— Start of Excerpted text —

Here's a paper I did for a class on Japanese culture a couple terms back:
The
film is a picture of postwar reconstruction Japan and the social changes that
were taking place at the time. Ozu’s
editing and composition are also of great relevance to us, as his approach is so
distinctly Japanese, giving the viewer a traditionalist perspective to the
actions which unfold before us on the screen.
I will attempt to briefly examine and contextualize both the narrative
themes, as well as the cultural significance of Ozu’s editing choices.
Ozu uses the film’s narrative to
examine ongoing changes in societal values 4 years after the end of the war,
giving us a snapshot of the postwar reconstruction from the perspective of a
typical middle class family. Noriko lives
with her father, an aging professor, who wishes that she will soon marry. Her friends and meddling aunt are of no help
and Noriko finally relents to this inevitability and marries, leaving her
father alone. The final shot of the film
is one of waves on a beach, evoking again the sense of eternal transition. The exploration of this theme would be of
particular interest to a Japanese audience in 1949, whose society was
undergoing a major transitional period following the end of World War II, the
reconstruction marking the beginning of a new way of life for the Japanese.
Noriko’s dilemma, of
being a young person caught between encroaching western ideals, the traditional
and familial expectations of a Japanese daughter, and her own desires. As the film’s themes were so clearly
relatable to many Japanese during the reconstruction, the film won the
prestigious Kinema Junpo award for the best Japanese film of the year in 1949. Further development of feminist ideals and the
natural corresponding conflict aroused by traditional Japanese values were
ongoing social issues. The place of women
in society has been a recurring issue in Japan since the advent of the Yuzu
Nembutsu school of Pure Land Buddhism brought into question the role of women in
religion. This trend would continue
thanks to newly emergent secular values (commercialism, liberation) brought on
by the occupation.
Notably,
in spite of his traditionalism, Ozu portrays Noriko’s decision as hers to make,
though heart-wrought, and his film welcomes these new influences (a joke about
Noriko’s suitor looking like Gary Cooper- groan). Ozu remains very Japanese though, and when
Noriko is to meet Satake, it is at a traditional Noh performance, serving as a
nod to Japanese cinema’s strong influence from traditional theatre.

— End of Excerpted text —
— Start of Material —

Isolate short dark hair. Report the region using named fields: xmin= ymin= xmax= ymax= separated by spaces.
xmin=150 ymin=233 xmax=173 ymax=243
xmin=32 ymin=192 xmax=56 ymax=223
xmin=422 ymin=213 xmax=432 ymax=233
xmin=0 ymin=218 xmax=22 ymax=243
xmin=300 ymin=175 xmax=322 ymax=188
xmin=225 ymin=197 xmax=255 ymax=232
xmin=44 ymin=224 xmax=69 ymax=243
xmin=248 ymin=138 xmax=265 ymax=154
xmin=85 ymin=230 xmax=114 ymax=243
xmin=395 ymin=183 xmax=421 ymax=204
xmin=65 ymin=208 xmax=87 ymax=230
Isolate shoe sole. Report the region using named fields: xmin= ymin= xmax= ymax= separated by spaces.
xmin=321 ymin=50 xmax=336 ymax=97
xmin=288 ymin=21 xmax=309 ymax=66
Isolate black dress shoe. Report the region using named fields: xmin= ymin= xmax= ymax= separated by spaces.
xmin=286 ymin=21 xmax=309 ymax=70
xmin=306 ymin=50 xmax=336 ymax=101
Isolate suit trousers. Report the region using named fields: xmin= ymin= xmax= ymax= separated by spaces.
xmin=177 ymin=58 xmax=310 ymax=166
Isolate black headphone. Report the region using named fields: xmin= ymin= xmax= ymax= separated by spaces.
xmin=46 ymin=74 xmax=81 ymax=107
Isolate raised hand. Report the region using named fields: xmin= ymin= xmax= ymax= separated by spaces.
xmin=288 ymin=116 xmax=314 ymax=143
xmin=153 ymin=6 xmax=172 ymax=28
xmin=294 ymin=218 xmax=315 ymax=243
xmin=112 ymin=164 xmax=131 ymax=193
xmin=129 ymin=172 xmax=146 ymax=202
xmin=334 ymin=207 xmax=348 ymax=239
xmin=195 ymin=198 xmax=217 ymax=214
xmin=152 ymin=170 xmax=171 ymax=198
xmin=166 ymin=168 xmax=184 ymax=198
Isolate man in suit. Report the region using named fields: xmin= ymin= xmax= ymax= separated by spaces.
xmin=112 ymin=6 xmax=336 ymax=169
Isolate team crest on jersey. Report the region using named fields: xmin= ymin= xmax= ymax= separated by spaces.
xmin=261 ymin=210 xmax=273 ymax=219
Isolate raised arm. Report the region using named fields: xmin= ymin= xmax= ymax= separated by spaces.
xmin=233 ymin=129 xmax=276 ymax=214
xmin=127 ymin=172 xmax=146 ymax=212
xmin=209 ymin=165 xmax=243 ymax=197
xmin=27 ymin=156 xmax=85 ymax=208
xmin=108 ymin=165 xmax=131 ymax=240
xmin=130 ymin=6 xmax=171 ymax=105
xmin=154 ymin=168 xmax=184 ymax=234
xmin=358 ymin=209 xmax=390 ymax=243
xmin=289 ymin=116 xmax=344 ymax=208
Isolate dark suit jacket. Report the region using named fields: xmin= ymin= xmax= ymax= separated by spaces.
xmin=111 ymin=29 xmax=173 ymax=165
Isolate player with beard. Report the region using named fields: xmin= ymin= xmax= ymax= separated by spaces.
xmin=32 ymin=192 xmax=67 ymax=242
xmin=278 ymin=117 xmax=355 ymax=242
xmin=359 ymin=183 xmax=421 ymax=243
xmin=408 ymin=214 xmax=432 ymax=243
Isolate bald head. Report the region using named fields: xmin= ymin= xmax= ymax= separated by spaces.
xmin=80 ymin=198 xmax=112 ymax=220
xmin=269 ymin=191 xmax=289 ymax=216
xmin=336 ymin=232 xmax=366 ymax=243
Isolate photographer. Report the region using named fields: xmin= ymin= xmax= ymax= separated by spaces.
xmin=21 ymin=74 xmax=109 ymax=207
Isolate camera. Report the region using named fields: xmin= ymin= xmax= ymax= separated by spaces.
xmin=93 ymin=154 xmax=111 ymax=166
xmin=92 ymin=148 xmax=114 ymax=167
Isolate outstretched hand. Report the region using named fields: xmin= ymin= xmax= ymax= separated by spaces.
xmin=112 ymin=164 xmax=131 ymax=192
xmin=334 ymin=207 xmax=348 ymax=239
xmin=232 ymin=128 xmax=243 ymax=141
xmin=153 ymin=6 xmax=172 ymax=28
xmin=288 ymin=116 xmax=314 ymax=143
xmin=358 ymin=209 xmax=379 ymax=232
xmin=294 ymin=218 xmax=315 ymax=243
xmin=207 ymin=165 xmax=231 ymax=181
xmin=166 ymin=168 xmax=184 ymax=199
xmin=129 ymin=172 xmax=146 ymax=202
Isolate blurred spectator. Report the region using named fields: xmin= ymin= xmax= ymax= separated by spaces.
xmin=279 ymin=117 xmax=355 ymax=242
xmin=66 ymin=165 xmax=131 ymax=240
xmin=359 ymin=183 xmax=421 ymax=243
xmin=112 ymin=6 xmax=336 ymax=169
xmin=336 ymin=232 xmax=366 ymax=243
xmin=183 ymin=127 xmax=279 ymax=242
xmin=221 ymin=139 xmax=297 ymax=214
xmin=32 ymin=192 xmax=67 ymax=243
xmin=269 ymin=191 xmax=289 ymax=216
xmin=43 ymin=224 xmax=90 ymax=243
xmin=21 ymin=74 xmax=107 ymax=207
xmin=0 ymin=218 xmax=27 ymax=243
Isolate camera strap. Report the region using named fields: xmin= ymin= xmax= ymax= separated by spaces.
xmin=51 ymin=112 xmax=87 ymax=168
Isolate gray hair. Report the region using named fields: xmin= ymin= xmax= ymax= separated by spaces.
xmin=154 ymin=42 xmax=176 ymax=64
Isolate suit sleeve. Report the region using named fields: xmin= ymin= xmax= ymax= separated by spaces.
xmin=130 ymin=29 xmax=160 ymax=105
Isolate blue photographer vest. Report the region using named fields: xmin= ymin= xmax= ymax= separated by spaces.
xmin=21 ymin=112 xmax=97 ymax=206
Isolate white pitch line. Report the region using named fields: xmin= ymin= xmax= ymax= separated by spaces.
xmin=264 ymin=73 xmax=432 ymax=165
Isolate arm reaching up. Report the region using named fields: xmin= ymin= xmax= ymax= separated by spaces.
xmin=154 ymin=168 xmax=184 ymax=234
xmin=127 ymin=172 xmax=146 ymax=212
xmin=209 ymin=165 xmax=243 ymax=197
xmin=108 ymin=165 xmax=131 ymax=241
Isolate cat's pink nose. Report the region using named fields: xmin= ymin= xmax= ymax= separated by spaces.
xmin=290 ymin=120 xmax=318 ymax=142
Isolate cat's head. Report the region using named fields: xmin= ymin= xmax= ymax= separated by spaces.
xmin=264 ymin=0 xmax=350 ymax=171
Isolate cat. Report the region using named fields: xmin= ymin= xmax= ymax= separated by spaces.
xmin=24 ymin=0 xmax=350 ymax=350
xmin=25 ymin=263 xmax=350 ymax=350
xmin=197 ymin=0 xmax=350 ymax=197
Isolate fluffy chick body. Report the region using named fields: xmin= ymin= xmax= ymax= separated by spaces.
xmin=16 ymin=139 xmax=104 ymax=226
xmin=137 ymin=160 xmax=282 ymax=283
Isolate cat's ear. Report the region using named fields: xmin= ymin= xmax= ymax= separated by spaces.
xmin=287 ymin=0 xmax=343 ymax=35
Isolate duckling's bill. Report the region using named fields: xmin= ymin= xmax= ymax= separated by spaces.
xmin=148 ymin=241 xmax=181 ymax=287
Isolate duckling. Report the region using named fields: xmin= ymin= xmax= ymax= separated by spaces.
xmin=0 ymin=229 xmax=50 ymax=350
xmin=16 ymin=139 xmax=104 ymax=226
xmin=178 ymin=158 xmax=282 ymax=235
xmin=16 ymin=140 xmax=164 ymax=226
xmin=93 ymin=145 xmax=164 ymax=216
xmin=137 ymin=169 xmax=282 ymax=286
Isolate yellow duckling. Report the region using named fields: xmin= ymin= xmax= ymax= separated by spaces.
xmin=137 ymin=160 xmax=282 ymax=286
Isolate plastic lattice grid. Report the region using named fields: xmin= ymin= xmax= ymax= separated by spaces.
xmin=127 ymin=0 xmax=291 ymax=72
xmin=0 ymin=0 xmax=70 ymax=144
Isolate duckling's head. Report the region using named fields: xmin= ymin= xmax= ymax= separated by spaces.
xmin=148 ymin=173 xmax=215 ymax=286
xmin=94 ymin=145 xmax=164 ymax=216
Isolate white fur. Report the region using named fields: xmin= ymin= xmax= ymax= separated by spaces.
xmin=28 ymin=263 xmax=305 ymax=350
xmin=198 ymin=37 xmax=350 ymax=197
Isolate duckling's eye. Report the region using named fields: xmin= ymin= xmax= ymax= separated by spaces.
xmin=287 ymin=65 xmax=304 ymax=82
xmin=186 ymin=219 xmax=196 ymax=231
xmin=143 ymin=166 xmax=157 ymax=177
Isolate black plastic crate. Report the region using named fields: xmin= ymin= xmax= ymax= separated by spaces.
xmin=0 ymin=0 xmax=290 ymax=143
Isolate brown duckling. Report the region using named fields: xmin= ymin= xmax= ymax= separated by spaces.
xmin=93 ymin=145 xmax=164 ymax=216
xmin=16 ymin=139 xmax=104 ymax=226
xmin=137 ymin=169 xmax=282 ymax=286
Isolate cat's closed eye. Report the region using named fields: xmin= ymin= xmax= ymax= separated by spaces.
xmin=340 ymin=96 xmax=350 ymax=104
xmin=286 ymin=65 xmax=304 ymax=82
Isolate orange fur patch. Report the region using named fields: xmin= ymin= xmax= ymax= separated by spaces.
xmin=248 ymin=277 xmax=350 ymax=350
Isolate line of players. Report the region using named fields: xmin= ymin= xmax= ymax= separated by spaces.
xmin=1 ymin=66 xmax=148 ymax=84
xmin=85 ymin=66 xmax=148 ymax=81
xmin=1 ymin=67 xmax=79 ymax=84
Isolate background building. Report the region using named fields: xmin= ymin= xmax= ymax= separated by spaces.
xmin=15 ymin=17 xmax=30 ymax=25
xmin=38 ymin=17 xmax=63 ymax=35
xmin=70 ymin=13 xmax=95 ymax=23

— End of Material —

◆ Brief A ◆
Answer these questions using the paper on Ozu's film:
(i) What award did the film win, and in what year?
(ii) What does the final shot of the film show?
(iii) Where does Noriko meet Satake?
◆ Brief B ◆
Write what comes next in the paper on Ozu's film, picking up after its final sentence.

◆ Right answer A ◆
(i) The Kinema Junpo award for the best Japanese film of the year, in 1949.
(ii) Waves on a beach.
(iii) At a traditional Noh performance.

◆ Right answer B ◆
The film is also of great stylistic
significance to us, particularly Ozu’s use of shot and editing technique evoke
the wabi aesthetic; order, quiet and
calm are all highly valued here and the transient nature of life is a major
focus. In line with this, Ozu’s visual
style and composition are highly contrived to evoke a natural aesthetic. Ozu uses unusually long establishing shots,
with a focus on the natural, which slows the pace of the film and dilutes the
drama of the unfolding events, giving the film a stronger structural
significance. What results is like a
series of snapshots from an ephemeral world, bits and pieces of Noriko’s
life.
This is clearly an intentional
effort on Ozu’s part, as he goes to great lengths to provide the viewer with a
series of strictly static shots, all from a very low angle, mimicking the point
of view as if seated on a tatami mat.
Even the shot in which Noriko is taking a bike ride with Hatori (Prof.
Sumiya’s assistant), while the camera is moving with the riders, it is kept
equidistant and at a low angle relative to its subjects throughout the
scene. They are kept center frame,
barely moving, giving the viewer, again,
the impression of a still photograph.
The
long establishing shots play a further role, in interrupting the narrative
continuity, subverting our expectations as viewers; where a Hollywood melodrama
from this period would highlight Noriko’s wedding as the climax of the film, in
Ozu it’s completely consumed by a narrative ellipse. We are given establishing shots for an art
exhibit that we know occurred in the film’s plot, but is completely ignored in
the diegesis, we never see the marriage, their first meeting, or even the
(allegedly) handsome Satake. This focus
on the all of life’s little dramas makes Noriko’s predicament all the more
personal and real, and I think is the whole point of Late Spring. That this impermanence of life and time makes
all of these little dramas just as important as the Hollywood climaxes. In fact, these little dramas are really what
give life its meaning, a profound statement, which Ozu makes reliant largely on
a traditional Japanese perspective.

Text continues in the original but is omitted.